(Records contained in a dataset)

** START **

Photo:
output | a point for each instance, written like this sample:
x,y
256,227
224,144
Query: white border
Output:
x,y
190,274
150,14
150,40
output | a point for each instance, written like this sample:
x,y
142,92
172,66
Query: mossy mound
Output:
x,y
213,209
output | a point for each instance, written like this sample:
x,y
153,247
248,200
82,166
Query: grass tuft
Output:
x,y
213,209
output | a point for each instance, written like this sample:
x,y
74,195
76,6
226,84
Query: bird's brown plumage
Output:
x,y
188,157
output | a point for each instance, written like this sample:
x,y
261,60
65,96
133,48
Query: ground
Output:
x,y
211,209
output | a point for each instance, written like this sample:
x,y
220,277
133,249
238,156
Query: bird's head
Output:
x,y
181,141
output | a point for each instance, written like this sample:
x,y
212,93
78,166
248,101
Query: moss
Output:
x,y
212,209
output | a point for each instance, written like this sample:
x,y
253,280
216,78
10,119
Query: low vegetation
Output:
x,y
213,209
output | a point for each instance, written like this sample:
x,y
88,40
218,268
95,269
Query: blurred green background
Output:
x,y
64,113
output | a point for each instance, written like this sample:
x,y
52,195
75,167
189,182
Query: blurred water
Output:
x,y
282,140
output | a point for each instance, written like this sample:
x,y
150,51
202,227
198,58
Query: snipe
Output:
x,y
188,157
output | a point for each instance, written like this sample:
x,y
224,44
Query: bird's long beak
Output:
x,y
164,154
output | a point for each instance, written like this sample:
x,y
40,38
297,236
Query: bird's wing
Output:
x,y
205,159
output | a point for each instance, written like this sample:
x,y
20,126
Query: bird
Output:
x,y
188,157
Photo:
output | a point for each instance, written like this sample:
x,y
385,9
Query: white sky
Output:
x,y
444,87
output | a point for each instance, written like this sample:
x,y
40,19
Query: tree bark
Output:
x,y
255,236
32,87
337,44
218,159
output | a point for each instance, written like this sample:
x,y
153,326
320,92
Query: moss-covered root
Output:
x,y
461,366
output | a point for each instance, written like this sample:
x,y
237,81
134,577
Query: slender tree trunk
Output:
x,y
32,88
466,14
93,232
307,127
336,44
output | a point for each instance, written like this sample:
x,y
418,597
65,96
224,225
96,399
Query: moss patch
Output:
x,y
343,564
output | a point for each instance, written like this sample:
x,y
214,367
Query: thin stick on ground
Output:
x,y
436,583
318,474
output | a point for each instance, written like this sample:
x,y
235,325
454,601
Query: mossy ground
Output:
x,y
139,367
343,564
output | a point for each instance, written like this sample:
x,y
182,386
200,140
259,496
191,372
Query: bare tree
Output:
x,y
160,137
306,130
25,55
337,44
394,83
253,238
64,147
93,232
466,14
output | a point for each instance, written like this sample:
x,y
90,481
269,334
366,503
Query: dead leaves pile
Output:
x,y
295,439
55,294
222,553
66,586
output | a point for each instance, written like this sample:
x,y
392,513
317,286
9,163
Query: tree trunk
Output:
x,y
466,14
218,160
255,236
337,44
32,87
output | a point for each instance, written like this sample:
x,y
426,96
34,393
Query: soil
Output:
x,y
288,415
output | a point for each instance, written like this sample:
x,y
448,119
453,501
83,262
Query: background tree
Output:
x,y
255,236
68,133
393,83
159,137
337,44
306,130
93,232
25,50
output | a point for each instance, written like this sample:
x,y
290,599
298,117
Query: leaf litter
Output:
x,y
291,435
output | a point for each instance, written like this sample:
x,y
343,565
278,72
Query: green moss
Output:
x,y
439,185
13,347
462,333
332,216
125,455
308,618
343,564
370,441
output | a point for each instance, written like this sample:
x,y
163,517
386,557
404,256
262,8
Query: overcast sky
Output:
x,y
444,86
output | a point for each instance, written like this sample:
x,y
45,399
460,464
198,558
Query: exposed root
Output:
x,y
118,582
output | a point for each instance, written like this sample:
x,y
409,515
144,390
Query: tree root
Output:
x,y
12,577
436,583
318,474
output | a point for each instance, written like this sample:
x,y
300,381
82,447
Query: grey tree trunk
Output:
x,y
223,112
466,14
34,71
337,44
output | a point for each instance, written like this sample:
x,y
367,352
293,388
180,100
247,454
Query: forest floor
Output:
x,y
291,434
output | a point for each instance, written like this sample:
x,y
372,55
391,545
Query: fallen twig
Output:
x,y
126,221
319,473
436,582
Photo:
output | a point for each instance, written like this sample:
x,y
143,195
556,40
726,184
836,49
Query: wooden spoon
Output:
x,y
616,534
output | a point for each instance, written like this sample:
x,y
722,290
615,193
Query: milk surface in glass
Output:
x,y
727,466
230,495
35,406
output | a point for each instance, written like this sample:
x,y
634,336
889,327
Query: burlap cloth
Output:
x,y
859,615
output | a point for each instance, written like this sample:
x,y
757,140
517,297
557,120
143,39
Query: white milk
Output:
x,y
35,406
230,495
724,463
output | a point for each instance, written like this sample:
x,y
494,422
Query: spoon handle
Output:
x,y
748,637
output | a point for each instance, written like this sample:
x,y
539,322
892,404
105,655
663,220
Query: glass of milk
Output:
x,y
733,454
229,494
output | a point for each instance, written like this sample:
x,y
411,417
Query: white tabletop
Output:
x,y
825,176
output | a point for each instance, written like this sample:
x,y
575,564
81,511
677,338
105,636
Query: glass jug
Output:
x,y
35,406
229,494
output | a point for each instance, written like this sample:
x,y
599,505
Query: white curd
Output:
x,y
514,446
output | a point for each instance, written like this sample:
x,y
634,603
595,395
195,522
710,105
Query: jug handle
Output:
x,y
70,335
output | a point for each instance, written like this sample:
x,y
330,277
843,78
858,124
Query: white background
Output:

** END **

**The exercise**
Repeat all the entries word for word.

**Exercise response**
Photo:
output | a point for each instance, written like this sample:
x,y
256,227
224,144
Query: white border
Output:
x,y
190,274
150,14
150,40
output | a point for each instance, written like this sample:
x,y
142,92
172,66
Query: mossy mound
Output:
x,y
213,209
output | a point for each instance, written like this sample:
x,y
153,247
248,200
82,166
Query: grass tuft
Output:
x,y
213,209
output | a point for each instance, written like this sample:
x,y
74,195
76,6
226,84
Query: bird's brown plumage
Output:
x,y
188,157
output | a point for each instance, written like this sample:
x,y
261,60
65,96
133,48
Query: ground
Output:
x,y
211,209
output | a point for each instance, written like this sample:
x,y
220,277
133,249
238,156
Query: bird's head
Output:
x,y
181,141
output | a point for each instance, written like this sample:
x,y
212,93
78,166
248,101
Query: moss
Output:
x,y
212,209
output | a point for each instance, written like this sample:
x,y
253,280
216,78
10,119
Query: low vegetation
Output:
x,y
213,209
output | a point for each instance, written like this sample:
x,y
88,40
218,268
95,269
Query: blurred green background
Output:
x,y
64,113
output | a point for each instance, written like this sample:
x,y
52,195
75,167
189,182
Query: blurred water
Output:
x,y
282,140
output | a point for each instance, written like this sample:
x,y
150,51
202,227
198,58
Query: snipe
Output:
x,y
188,157
output | a point for each instance, written like this sample:
x,y
224,44
Query: bird's long beak
Output:
x,y
164,154
output | a point for each instance, written like this sample:
x,y
40,38
297,236
Query: bird's wing
Output:
x,y
205,159
output | a point for each instance, written like this sample:
x,y
20,126
Query: bird
Output:
x,y
188,157
Photo:
output | a point for each instance, written like this sample:
x,y
385,9
Query: white sky
Output:
x,y
444,87
output | a point for each instance, written like this sample:
x,y
40,19
Query: tree bark
Output:
x,y
255,236
32,87
337,44
218,159
output | a point for each instance, written like this sample:
x,y
153,326
320,92
Query: moss-covered root
Output:
x,y
461,366
output | a point for each instance, written like this sample:
x,y
237,81
134,577
Query: slender tree trunk
Output:
x,y
32,88
466,14
93,232
307,127
336,44
output | a point for each instance, written like this sample:
x,y
418,597
65,96
224,225
96,399
Query: moss patch
Output:
x,y
343,564
output | a point for each instance, written like this sample:
x,y
214,367
Query: thin stick on ground
Output:
x,y
436,583
318,474
output | a point for each instance, written like this sample:
x,y
235,325
454,601
Query: mossy ground
Output:
x,y
139,367
343,564
output | a point for each instance, written like this sample:
x,y
182,386
200,140
259,496
191,372
Query: bare tree
Output:
x,y
160,137
306,130
25,55
337,44
394,83
253,238
64,147
93,232
466,14
output | a point for each instance, written like this sample:
x,y
90,481
269,334
366,503
Query: dead leaves pile
Output:
x,y
295,439
55,294
222,553
66,586
output | a point for each instance, written like this sample:
x,y
392,513
317,286
9,163
Query: tree trunk
Output:
x,y
466,14
218,160
255,236
337,44
32,87
output | a point for each instance, written like this sample:
x,y
426,96
34,393
Query: soil
Output:
x,y
288,415
output | a point for each instance, written like this sample:
x,y
448,119
453,501
83,262
Query: background tree
Output:
x,y
255,236
68,133
393,83
159,137
337,44
306,130
93,232
25,50
output | a point for each instance, written like this sample:
x,y
290,599
298,117
Query: leaf litter
Output:
x,y
291,435
output | a point for each instance, written like this sample:
x,y
343,565
278,72
Query: green moss
Output:
x,y
439,185
13,347
462,333
332,216
125,455
308,618
343,564
370,441
output | a point for each instance, written like this sample:
x,y
163,517
386,557
404,256
262,8
Query: overcast sky
Output:
x,y
444,86
output | a point for each instance, written like this sample:
x,y
45,399
460,464
198,558
Query: exposed root
Output:
x,y
118,582
output | a point for each instance, written like this sample:
x,y
409,515
144,390
Query: tree root
Output:
x,y
12,577
436,583
318,474
output | a point for each instance, written like this sample:
x,y
300,381
82,447
Query: grey tree trunk
Output:
x,y
223,112
466,14
34,71
337,44
output | a point for each instance, written like this sample:
x,y
367,352
293,388
180,100
247,454
Query: forest floor
Output:
x,y
291,434
output | a point for each instance, written like this sample:
x,y
372,55
391,545
Query: fallen twig
Output:
x,y
126,221
319,473
436,582
Photo:
output | a point for each instance, written like this sample:
x,y
143,195
556,40
726,184
836,49
Query: wooden spoon
Output:
x,y
616,534
output | a point for each instance, written like this sample:
x,y
722,290
615,193
Query: milk surface in glass
Output:
x,y
727,466
230,495
35,406
output | a point for each instance, written like this sample:
x,y
634,336
889,327
Query: burlap cloth
Output:
x,y
859,615
output | a point for each instance, written like this sample:
x,y
757,140
517,297
557,120
143,39
Query: white milk
Output:
x,y
35,406
230,495
724,463
output | a point for each instance, written like this sample:
x,y
494,422
Query: spoon handle
Output:
x,y
748,637
output | a point for each instance, written like this sample:
x,y
539,322
892,404
105,655
663,220
Query: glass of milk
Output:
x,y
733,454
229,494
output | a point for each instance, written like this sample:
x,y
411,417
Query: white tabletop
Output:
x,y
825,176
output | a point for each instance, written like this sample:
x,y
575,564
81,511
677,338
105,636
Query: glass jug
Output:
x,y
35,406
229,494
output | a point for each instance, written like this sample:
x,y
599,505
Query: white curd
Output:
x,y
514,446
output | a point for each instance, written like this sample:
x,y
634,603
595,395
195,522
710,105
Query: jug handle
Output:
x,y
70,335
output | a point for each instance, written like this sample:
x,y
330,277
843,78
858,124
Query: white background
Output:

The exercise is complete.